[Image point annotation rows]

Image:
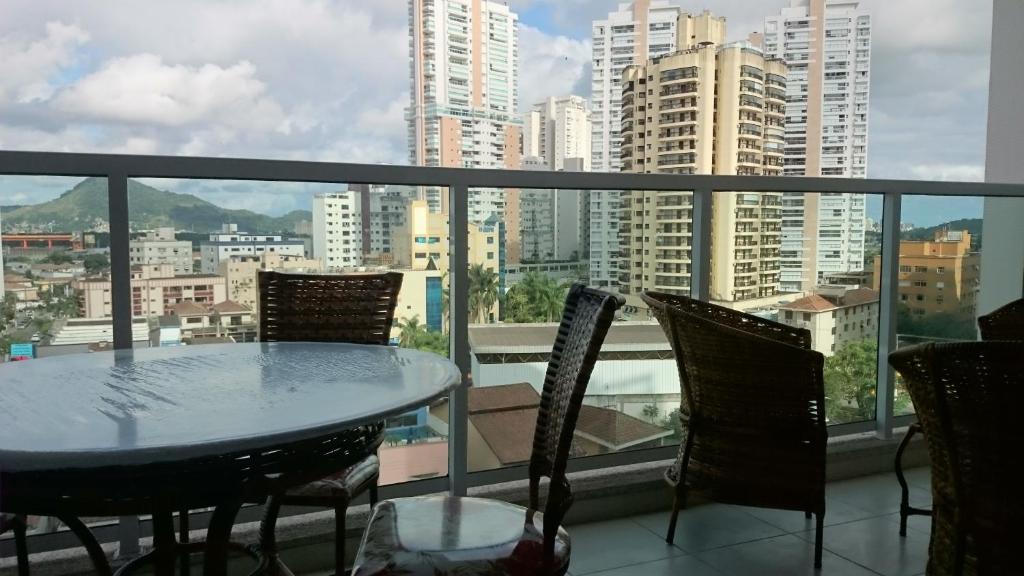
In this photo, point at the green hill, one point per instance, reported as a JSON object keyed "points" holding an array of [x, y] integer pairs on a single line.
{"points": [[85, 207]]}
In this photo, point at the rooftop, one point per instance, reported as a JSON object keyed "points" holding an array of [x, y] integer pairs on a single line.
{"points": [[623, 336]]}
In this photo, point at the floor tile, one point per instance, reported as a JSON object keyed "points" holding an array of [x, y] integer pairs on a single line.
{"points": [[710, 526], [918, 523], [922, 478], [669, 567], [837, 511], [783, 554], [878, 494], [604, 545], [876, 543]]}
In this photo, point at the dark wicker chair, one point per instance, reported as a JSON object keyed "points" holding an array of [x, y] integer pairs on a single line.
{"points": [[968, 398], [753, 410], [356, 309], [17, 526], [452, 535], [1006, 323]]}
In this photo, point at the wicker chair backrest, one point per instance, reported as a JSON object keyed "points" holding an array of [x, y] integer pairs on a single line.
{"points": [[968, 397], [586, 319], [350, 307]]}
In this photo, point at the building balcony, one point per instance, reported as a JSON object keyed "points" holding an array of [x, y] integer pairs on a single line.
{"points": [[860, 525]]}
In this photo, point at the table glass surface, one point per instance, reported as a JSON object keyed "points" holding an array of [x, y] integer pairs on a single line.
{"points": [[162, 405]]}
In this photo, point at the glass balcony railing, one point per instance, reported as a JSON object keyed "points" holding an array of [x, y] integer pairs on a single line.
{"points": [[111, 278]]}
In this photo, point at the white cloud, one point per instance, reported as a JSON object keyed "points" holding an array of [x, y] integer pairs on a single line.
{"points": [[27, 66], [142, 89], [550, 66], [948, 172]]}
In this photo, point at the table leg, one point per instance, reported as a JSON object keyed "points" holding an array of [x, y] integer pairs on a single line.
{"points": [[165, 548], [218, 537], [96, 554]]}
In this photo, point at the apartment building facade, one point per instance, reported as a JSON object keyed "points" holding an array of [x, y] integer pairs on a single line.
{"points": [[827, 45], [155, 288], [338, 231], [159, 247], [229, 242], [941, 275], [708, 109], [836, 316], [464, 91], [631, 35], [241, 274], [556, 129]]}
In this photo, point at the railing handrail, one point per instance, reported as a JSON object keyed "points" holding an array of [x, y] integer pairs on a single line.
{"points": [[138, 166]]}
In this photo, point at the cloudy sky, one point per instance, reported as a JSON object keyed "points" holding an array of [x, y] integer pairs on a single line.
{"points": [[329, 80]]}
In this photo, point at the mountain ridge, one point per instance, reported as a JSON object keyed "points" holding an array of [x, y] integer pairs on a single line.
{"points": [[85, 206]]}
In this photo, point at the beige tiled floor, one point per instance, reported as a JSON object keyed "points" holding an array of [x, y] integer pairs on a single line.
{"points": [[860, 537]]}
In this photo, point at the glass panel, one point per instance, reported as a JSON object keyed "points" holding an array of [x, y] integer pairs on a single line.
{"points": [[939, 274], [54, 236], [800, 259], [198, 247]]}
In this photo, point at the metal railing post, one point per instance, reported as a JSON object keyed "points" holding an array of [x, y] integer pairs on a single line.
{"points": [[700, 245], [888, 301], [117, 190], [459, 310]]}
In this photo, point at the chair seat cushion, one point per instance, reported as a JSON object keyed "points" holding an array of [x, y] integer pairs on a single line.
{"points": [[449, 535], [345, 484]]}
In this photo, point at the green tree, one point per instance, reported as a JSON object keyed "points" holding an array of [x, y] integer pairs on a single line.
{"points": [[58, 257], [537, 298], [482, 291], [416, 335], [936, 325], [95, 263], [850, 381]]}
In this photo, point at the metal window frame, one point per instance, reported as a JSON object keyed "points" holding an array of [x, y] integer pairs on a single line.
{"points": [[119, 168]]}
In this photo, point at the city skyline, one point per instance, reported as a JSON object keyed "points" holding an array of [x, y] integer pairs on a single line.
{"points": [[79, 55]]}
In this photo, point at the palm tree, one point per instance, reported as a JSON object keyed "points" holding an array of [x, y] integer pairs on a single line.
{"points": [[412, 331], [482, 291]]}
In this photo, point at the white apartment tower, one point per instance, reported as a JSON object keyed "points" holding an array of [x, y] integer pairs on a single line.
{"points": [[631, 35], [556, 129], [464, 93], [827, 47], [338, 230]]}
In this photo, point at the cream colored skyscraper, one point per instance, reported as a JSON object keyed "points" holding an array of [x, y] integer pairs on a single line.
{"points": [[827, 44], [464, 93], [709, 108], [558, 128]]}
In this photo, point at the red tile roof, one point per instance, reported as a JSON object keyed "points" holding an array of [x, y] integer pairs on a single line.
{"points": [[813, 302]]}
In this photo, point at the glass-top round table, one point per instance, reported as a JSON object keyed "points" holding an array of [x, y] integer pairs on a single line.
{"points": [[152, 430]]}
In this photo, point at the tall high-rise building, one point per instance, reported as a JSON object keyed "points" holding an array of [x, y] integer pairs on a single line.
{"points": [[338, 230], [827, 47], [709, 108], [464, 93], [551, 221], [558, 128], [631, 35]]}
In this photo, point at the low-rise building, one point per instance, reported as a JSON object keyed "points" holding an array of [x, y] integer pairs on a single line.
{"points": [[240, 273], [161, 247], [937, 276], [636, 373], [154, 288], [496, 410], [229, 242], [835, 315]]}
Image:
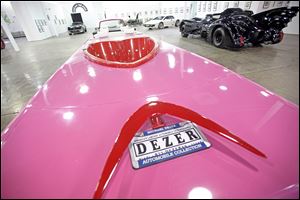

* [Written instruction]:
Which lines of the rows above contain the word "rise"? Show each of them in full, and treat uppercase and lowercase as different.

* [Exercise answer]:
In this photo, point at the tall high-rise building, one point per instance, reported as a JSON object keyed "points" holding an array of [x, y] integer pairs on a single line.
In this photo, point at the low-rise building, one point per instance, reported as a JSON object keyed "points" holding an array of [x, y] integer pairs on a single line.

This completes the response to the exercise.